Print the lines below word for word, leaving out the pictures.

─── ROWS

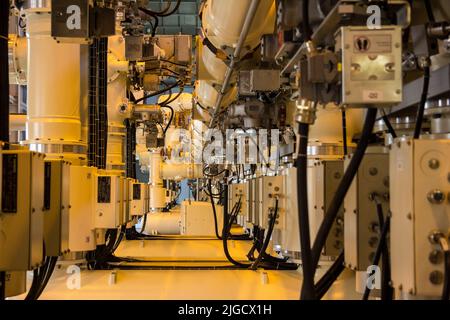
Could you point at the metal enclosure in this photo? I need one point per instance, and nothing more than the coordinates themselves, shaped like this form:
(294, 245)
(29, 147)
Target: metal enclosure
(371, 65)
(418, 169)
(290, 242)
(197, 219)
(56, 205)
(138, 197)
(81, 214)
(362, 229)
(325, 177)
(272, 187)
(108, 201)
(21, 210)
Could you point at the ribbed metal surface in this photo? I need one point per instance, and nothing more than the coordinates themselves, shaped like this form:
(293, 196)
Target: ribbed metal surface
(184, 21)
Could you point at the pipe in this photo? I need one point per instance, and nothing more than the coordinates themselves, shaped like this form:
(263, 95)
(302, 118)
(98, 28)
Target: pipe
(4, 72)
(163, 223)
(308, 290)
(236, 55)
(17, 122)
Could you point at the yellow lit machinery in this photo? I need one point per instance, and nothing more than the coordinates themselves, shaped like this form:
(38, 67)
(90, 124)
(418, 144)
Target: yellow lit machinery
(306, 139)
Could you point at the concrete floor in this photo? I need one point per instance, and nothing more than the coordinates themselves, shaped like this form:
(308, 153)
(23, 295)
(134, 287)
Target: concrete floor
(186, 284)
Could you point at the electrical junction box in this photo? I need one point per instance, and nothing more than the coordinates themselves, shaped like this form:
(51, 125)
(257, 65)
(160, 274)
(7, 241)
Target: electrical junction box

──────

**RESULT OF THIS TASK**
Could you point at the metal enclosure in this photo? I need one point per instance, and nothing more than the coordinates themselves, shaped like this form:
(294, 245)
(29, 147)
Target: metal enclosure
(371, 65)
(418, 169)
(290, 242)
(197, 219)
(56, 205)
(138, 197)
(81, 214)
(362, 229)
(325, 177)
(272, 187)
(108, 201)
(21, 210)
Could you point at the ribbed metal surface in this photo? I need one point per instance, and nothing more than the coordinates themselves, shaped like this form:
(293, 196)
Target: ribbed metal surface
(184, 21)
Could you point at the pipe in this photo? I need one point per instance, and nothing more than the coordinates themselves, shaped like this form:
(263, 95)
(302, 118)
(98, 28)
Target: pipe
(4, 72)
(163, 223)
(308, 290)
(236, 55)
(17, 122)
Could you point at the yellow lit machinery in this photo? I need one point per instance, and nothing more than the coordinates themselves, shaped like this form:
(38, 67)
(90, 124)
(418, 144)
Target: yellow lit machinery
(306, 139)
Could you point at the concrete floor in this photo? I need one point per instance, and nothing more than the coordinates themselves, shaped like this form:
(308, 153)
(23, 295)
(134, 287)
Target: concrete floor
(186, 284)
Could you point at the electrical junction box in this photo? I need one point per instance, and nothing more than the coordinates themselves, shaped like this form:
(51, 125)
(257, 65)
(160, 274)
(7, 241)
Target: electrical junction box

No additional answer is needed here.